Written problem - Copy the listing from its first line through the line containing "(575, 98), (588, 131)", substituting "round window" for "arched window" and leaving everything else unchanged.

--- begin ---

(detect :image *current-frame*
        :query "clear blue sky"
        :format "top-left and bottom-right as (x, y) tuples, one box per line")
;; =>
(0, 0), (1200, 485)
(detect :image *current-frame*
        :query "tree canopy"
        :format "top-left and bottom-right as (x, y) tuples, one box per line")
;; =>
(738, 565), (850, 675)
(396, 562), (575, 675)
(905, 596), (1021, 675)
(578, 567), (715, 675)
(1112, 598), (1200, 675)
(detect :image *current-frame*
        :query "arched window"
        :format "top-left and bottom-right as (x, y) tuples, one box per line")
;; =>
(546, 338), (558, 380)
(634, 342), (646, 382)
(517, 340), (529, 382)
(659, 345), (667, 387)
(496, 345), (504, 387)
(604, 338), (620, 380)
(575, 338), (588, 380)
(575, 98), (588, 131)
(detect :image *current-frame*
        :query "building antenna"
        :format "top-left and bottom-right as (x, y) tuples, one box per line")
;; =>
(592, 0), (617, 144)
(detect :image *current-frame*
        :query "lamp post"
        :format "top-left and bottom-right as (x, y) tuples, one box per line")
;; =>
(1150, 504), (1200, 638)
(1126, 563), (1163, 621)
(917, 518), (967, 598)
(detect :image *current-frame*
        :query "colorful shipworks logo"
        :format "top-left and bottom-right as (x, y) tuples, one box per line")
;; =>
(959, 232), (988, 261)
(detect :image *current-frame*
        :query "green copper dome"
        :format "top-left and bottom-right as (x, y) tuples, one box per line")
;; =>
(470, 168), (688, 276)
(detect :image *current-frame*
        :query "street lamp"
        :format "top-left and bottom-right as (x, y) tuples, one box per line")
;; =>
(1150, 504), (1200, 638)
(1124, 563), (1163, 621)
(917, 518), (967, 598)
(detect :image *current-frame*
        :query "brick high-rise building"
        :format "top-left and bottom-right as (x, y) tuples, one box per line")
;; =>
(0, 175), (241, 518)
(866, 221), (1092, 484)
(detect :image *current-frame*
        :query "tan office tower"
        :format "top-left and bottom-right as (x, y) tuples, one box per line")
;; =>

--- end ---

Task answer -
(detect :image *current-frame*
        :query "clear blue sky"
        :format "top-left and bottom-right as (x, y) tuples, one box per line")
;; =>
(0, 0), (1200, 485)
(detect :image *current-frame*
        :query "tree canopy"
        :format "top-left and bottom-right as (x, y) tuples, one box per line")
;; =>
(738, 565), (850, 675)
(396, 562), (575, 675)
(905, 596), (1021, 675)
(578, 567), (715, 675)
(1112, 598), (1200, 675)
(detect :image *current-frame*
        :query "round window"
        :format "top-left and bottom-right as (x, y) tuples, one box per line")
;; =>
(546, 338), (558, 380)
(634, 342), (646, 382)
(517, 340), (529, 382)
(659, 345), (667, 387)
(496, 345), (504, 387)
(604, 338), (620, 380)
(575, 338), (588, 380)
(575, 98), (588, 131)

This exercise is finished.